[Bounding box annotation entries]
+ + +

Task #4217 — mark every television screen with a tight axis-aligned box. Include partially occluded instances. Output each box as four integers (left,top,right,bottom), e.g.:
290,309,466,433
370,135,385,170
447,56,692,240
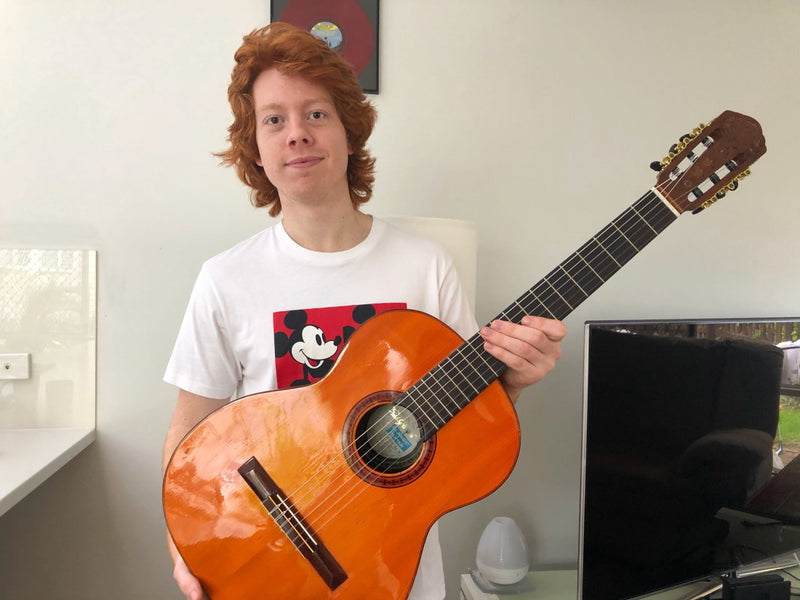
579,319,800,600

+ + +

• _What this task involves_: Reproduce the data above word for word, leaving out the picture.

• _Exercise solution_:
Task #4217 — mark every television screen with a tight axis-aligned box. Include partially occluded instances. Output each box as four integers (left,top,right,bottom), e.g.:
290,309,466,433
370,135,385,170
447,56,692,240
579,319,800,600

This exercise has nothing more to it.